> EXERCISE DESCRIPTION:
Repeat the listing word for word, but skip any pictures.

> SOURCE DATA:
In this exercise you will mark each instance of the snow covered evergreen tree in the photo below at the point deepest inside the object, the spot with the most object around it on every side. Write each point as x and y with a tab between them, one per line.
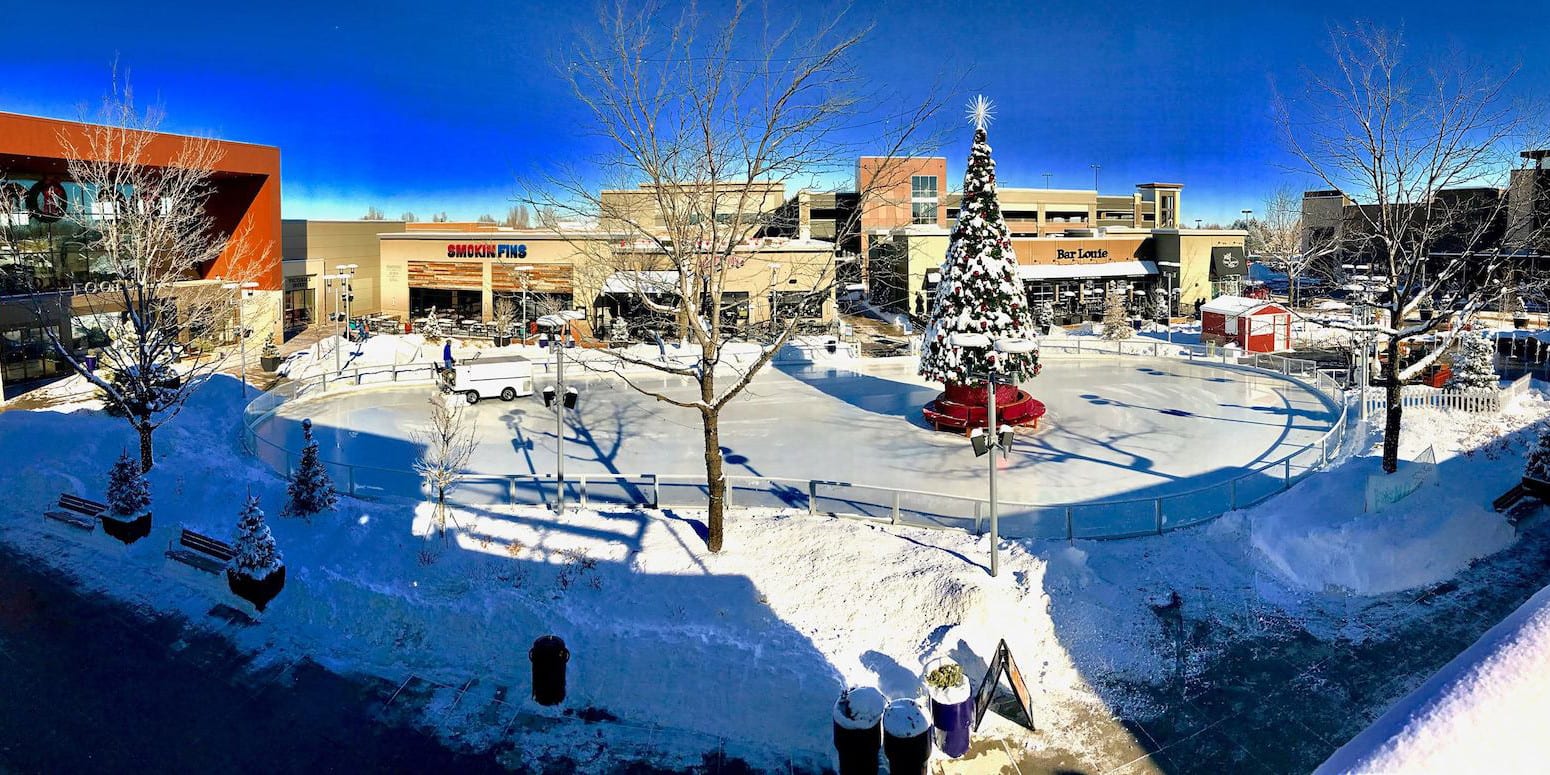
256	554
980	290
1474	365
1116	323
127	490
1538	464
310	489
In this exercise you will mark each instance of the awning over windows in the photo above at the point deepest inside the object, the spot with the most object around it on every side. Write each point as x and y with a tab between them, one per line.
645	281
1065	272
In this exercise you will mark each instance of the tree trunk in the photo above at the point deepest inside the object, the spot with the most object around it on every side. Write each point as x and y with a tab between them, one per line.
1394	409
146	458
715	478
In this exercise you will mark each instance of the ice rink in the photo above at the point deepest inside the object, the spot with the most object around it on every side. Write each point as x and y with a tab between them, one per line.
1115	428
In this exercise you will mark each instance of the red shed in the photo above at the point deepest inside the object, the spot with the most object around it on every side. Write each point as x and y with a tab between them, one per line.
1253	324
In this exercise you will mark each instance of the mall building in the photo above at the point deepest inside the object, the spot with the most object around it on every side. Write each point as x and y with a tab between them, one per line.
47	273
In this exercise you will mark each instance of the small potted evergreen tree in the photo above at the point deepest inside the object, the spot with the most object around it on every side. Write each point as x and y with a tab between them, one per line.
127	516
952	706
258	572
270	357
310	489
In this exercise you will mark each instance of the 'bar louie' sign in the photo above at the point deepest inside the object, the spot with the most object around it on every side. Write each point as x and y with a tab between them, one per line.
484	250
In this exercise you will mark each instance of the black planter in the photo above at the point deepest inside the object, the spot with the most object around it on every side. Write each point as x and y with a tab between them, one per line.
127	529
256	591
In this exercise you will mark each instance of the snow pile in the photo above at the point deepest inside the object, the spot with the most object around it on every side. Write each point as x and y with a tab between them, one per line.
1484	712
1319	537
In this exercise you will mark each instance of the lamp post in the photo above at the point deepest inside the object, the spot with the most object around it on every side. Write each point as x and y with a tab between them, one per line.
521	272
242	330
774	316
994	437
558	323
347	293
1167	279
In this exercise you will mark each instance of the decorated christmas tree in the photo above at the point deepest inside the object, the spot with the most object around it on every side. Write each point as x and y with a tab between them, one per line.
980	290
127	490
310	490
1474	365
256	554
1116	324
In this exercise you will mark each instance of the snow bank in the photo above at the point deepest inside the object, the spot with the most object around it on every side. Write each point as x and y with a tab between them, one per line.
1482	712
1319	538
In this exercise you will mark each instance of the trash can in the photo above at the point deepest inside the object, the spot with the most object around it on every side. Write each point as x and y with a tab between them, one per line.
905	737
952	707
549	656
857	730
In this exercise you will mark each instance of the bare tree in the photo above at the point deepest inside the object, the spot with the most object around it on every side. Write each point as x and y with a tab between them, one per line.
448	439
149	236
1428	149
1281	237
712	121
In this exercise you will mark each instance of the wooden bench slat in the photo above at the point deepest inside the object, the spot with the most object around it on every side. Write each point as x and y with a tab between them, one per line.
72	520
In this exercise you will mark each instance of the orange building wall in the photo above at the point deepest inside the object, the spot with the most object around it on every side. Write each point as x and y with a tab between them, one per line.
247	183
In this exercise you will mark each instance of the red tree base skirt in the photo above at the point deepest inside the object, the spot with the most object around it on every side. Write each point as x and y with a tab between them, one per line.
961	406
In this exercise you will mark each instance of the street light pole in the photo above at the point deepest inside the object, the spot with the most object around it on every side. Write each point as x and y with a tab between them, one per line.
242	332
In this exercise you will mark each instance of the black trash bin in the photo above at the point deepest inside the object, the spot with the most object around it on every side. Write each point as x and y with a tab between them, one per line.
549	656
905	737
857	730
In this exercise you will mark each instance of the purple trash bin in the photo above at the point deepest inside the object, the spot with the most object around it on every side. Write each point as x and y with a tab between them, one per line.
952	712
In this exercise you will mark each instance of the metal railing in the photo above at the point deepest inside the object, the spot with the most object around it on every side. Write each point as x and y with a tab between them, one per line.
1112	518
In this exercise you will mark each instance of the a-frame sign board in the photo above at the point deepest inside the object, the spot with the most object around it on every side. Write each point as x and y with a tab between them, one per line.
1002	664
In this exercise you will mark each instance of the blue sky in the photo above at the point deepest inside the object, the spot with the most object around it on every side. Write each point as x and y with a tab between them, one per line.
442	106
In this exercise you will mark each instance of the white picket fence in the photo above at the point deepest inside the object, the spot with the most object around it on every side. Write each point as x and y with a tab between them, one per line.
1481	400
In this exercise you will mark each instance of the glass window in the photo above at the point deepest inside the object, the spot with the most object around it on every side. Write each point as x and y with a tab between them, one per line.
923	213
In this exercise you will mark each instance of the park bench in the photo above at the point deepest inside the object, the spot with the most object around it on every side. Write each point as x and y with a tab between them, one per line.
200	551
76	512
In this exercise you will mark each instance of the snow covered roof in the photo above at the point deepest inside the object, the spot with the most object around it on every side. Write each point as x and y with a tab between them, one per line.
644	281
1234	306
1060	272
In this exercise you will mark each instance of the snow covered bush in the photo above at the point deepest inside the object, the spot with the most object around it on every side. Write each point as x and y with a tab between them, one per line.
980	290
1538	464
256	554
310	489
127	490
1474	365
1116	324
1045	315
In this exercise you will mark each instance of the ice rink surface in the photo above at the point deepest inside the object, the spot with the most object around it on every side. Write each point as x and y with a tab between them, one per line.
1115	428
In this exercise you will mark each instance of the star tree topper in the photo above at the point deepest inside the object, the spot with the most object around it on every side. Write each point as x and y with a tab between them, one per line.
980	112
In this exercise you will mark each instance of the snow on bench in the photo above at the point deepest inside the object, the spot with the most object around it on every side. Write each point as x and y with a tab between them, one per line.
200	551
76	512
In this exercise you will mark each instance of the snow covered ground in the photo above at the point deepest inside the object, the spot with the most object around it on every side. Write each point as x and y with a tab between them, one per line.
1115	430
749	647
1484	712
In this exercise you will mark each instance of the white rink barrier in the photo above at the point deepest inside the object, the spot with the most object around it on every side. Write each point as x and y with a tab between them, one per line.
1119	518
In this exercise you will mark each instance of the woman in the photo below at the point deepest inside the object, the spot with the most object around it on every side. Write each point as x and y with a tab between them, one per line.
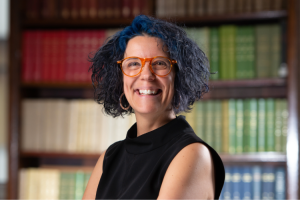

> ANSWER SPACE:
In this exercise you will mark each instance of the snow covered evergreen tree in the photo below at the point deepest inside the object, the spot with the most object around it on every side. Write each point as x and y with a tab between them, one per line.
256	554
980	290
1474	365
1116	323
127	490
1538	464
310	489
In this exercise you will mark each instance of the awning over windows in the photo above at the point deepest inside the object, the spot with the most object around it on every side. Write each point as x and y with a tab between them, one per line.
645	281
1065	272
In this exercise you will mark each instance of the tree trunk in the photo above at the point deepest inside the object, the spot with the most object around it on every side. Write each point as x and y with a tab between them, one per line.
1394	409
146	458
715	478
In this exercise you will mark each instance of the ice rink in the photo above at the point deepest inside the object, the spot with the most object around it on every side. Write each point as x and y with a tab between them, one per line.
1115	428
In this exercise you will mark each instance of the red shed in the photo above at the point deepest inside the object, the spot with the most object around it on every side. Write each point as x and y with a tab between them, one per line.
1253	324
In this exercise you will mark each instance of the mall building in the photo above at the point deepest inside the object, the spot with the most object around it on every side. Write each point as x and y with a tab between them, one per line.
47	273
In this exercise you will mark each instance of the small potted evergreen tree in the photo above at the point deepest inside the object, the spot with the most object around it on every side. Write each point as x and y with a tab between them, one per line.
127	516
952	706
258	572
270	357
310	489
In this exercise you will mark each instance of the 'bar louie' sign in the photo above at the point deepest inside the object, the spot with the most object around it on every side. Write each point as x and y with a tab between them, one per line.
484	250
In this exercise you will mark each instance of the black planter in the photo above at the point deepest inside the object, the spot with the most object around it on every side. Write each point as x and y with a tab between them, one per line.
127	529
256	591
In this exercise you will mark each instance of the snow pile in the photo above at the point deepest inside the object, the spot with the most object around it on every side. Write each point as x and y with a tab between them, one per line.
1484	712
1319	537
In this exercise you will mark each instance of the lamp post in the photo above at the point deepest inside the object, the spot with the most object around it on every side. Write each point as x and y with a tab between them, one per line.
521	272
242	330
774	316
994	437
558	323
347	293
1167	279
In this exercise you will mark each instance of the decorated christmas tree in the photo above at the point deepest inside the object, the spot with the most object around it on every side. Write each point as x and y with a tab between them, one per line.
980	290
127	490
310	490
1474	365
256	554
1116	324
In this exercise you will mark each instance of the snow bank in the photo above at the point deepest inside the object, the spot with the most object around it on every side. Write each point as x and y with a tab between them, one per line.
1482	712
1319	538
In this exercise you will mark each instance of the trash can in the photo above at the point deepest inside the object, the spot with the most object around it on every side. Write each point as x and y with a tab between them, one per line.
905	737
952	707
549	656
857	730
In this exercise you will mark each instance of the bare tree in the photo above at the point deepest inside the object, the spot with the most object around it on every side. Write each point as x and y with a tab between them, one per line.
448	439
149	236
1428	149
1281	237
712	121
In this exercise you will mark each instance of the wooden bench slat in the photo above at the point deepest inside the object, the spot with the most object around it on every side. Write each point as x and y with a tab between them, one per line.
72	520
In this exercise you will mark each instance of the orange building wall in the photo above at the point deepest inside the object, the spot with the most object around it on every side. Write each point as x and y with a tab between them, one per line.
247	183
In this exercise you will mark each instance of the red tree base skirt in the photo above at the point deepest inside the object, the spot with the most object around it on every side. Write each point as x and y with a tab between them, one per line.
961	406
In this exercise you will mark each instance of the street light pole in the photo above at the point deepest inside the object, the spot with the most object around it on every side. Write each point as x and y with a tab between them, one per line.
242	332
In this exercise you will mark each instance of the black trash bin in the photo above at the point deepest inside the object, the spot with the most object around it on every side. Write each point as x and y with a tab between them, one per line.
549	656
905	737
857	730
In this exercise you will mark each instance of the purple trash bin in the photo above at the point deepest inside the object, the spot with the most object around it on every side. Write each point as x and y with a tab between them, one per line.
952	712
In this exercise you will mark each instance of the metal railing in the photo above at the point deepest inside the object, the spot with the most object around it on every side. Write each point as x and y with a tab between them, one per line.
1112	518
In this exercise you will mark each instance of the a-frame sign board in the photo above at the point deepest inside the object, the spot with the most object around it on every side. Write each point as x and y with a tab between them, one per line.
1002	664
In this exercise you will mark each instance of the blue sky in the photo above at the point deepest inside the object, the spot with the most object around it on every side. Write each point as x and y with a tab between them, one per line.
442	106
In this exercise you will mark each instance of the white picket fence in the photo above at the point deepest inside the object, the spot with the most object around it on every side. Write each point as x and y with a tab between them, one per line.
1481	400
In this exercise you will mark each instance of the glass window in the photo above at the point deepest inside the object, the spot with the most object around it on every side. Write each point as x and y with a tab between them, one per line.
923	213
In this exercise you will mark each instance of the park bench in the photo above at the point deepest inside the object, the spot with the most object around it on every side. Write each point as x and y with a tab between them, one per line.
200	551
76	512
In this exercise you will mark each instance of the snow covered roof in the photo above at the point deepest inside the object, the spot with the most object around it on every side. Write each point as x and y with a tab between them, one per line.
644	281
1234	306
1060	272
In this exercise you will mark each instance of the snow covered bush in the photo above at the point deepest inside the object, the spot with the most object around it on every side. Write each point as x and y with a tab between them, one per line.
980	290
1538	464
256	554
310	489
127	490
1474	365
1116	324
1045	315
In this exercise you will mark each instance of the ice rink surface in the photo above at the point deepest inside the object, the spot with the most object around it on every side. Write each point as x and y with a tab between them, one per line.
1115	428
In this exercise you will mark each instance of the star tree topper in the photo above at the point deepest inside the object, the spot with the most object around it on every side. Write each point as x and y with a tab between them, one per line.
980	112
In this exercise you will mark each instance of the snow on bench in the photo above at the point deepest inside the object, the spot with the most object around it on every side. Write each point as x and y with a tab between them, one per line.
200	551
76	512
In this exercise you will mark each instance of the snow covered ground in the photo above at the point deepest inside the object, the spot with the most object around it on every side. Write each point as x and y with a tab between them, one per line.
1115	430
749	647
1484	712
In this exercise you will mark each instance of the white rink barrier in the photo above at the point deepest inside the object, the spot with the most object around it on every side. Write each point as x and y with a tab between them, one per line.
1119	518
In this exercise you will mark each instance of the woman in the photo below at the point deepest inside the object, the spot with the most object around it on every side. Write each point as x and y with a tab between them, one per line.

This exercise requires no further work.